**Source excerpt:**
---------------

Friday, November 26, 2010

The Taxing Points of Investing in Property

By Tim Olynyk. Prior to making a decision to invest in property, it is important to consider the tax implications of the investment…what will be assessable, what will be deductible and when the taxing points will arise.

Detailed below is a summary of some of the key points to consider:

Cost of Acquiring the Property

Costs associated with the acquisition of the property will not be immediately deductible and will instead form part of the tax cost base of the property for capital gains tax (CGT) purposes. Acquisition costs will include (but are not limited to) the actual cost of purchasing the property, stamp duty paid to acquire the property, conveyancing costs incurred to acquire the property and any advocates fees incurred to assist in finding the property. These costs will reduce the overall capital gain on the ultimate sale of the property in the future.

Deductible Expenditure

Provided the property is rented out or is actively marketed as available for rent, many ongoing costs incurred will be immediately deductible.

Some of the many costs that a landlord will typically incur that are immediately deductible include:

  • Costs of advertising for tenants
  • Body Corporate fees
  • Council rates
  • Water, electricity & gas
  • Insurance
  • Interest on loans
  • Land tax
  • Repairs & Maintenance (to the extent to which they do not represent capital improvements)
  • Quantity Surveyors fees
  • Agents fees

Negative Gearing

Negative gearing is the process whereby interest deductions and other deductions exceed the income derived from the property in a particular year. The net loss from the investment property can then be applied against other assessable income of the taxpayer (say income from employment) to reduce the amount of tax payable on the other assessable income. For example, for an individual investor on the top marginal tax rate, for every $1 of loss incurred on the investment property in a financial year, the taxpayer will save 46.5 cents of tax which would otherwise be payable on their other income.

---------------

**Data block:**

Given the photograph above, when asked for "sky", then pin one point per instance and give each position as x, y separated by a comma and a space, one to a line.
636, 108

---------------

Could you reproduce the property investment tax article in full, word for word, from its date line through its last sentence?

Friday, November 26, 2010

The Taxing Points of Investing in Property

By Tim Olynyk. Prior to making a decision to invest in property, it is important to consider the tax implications of the investment…what will be assessable, what will be deductible and when the taxing points will arise.

Detailed below is a summary of some of the key points to consider:

Cost of Acquiring the Property

Costs associated with the acquisition of the property will not be immediately deductible and will instead form part of the tax cost base of the property for capital gains tax (CGT) purposes. Acquisition costs will include (but are not limited to) the actual cost of purchasing the property, stamp duty paid to acquire the property, conveyancing costs incurred to acquire the property and any advocates fees incurred to assist in finding the property. These costs will reduce the overall capital gain on the ultimate sale of the property in the future.

Deductible Expenditure

Provided the property is rented out or is actively marketed as available for rent, many ongoing costs incurred will be immediately deductible.

Some of the many costs that a landlord will typically incur that are immediately deductible include:

  • Costs of advertising for tenants
  • Body Corporate fees
  • Council rates
  • Water, electricity & gas
  • Insurance
  • Interest on loans
  • Land tax
  • Repairs & Maintenance (to the extent to which they do not represent capital improvements)
  • Quantity Surveyors fees
  • Agents fees

Negative Gearing

Negative gearing is the process whereby interest deductions and other deductions exceed the income derived from the property in a particular year. The net loss from the investment property can then be applied against other assessable income of the taxpayer (say income from employment) to reduce the amount of tax payable on the other assessable income. For example, for an individual investor on the top marginal tax rate, for every $1 of loss incurred on the investment property in a financial year, the taxpayer will save 46.5 cents of tax which would otherwise be payable on their other income.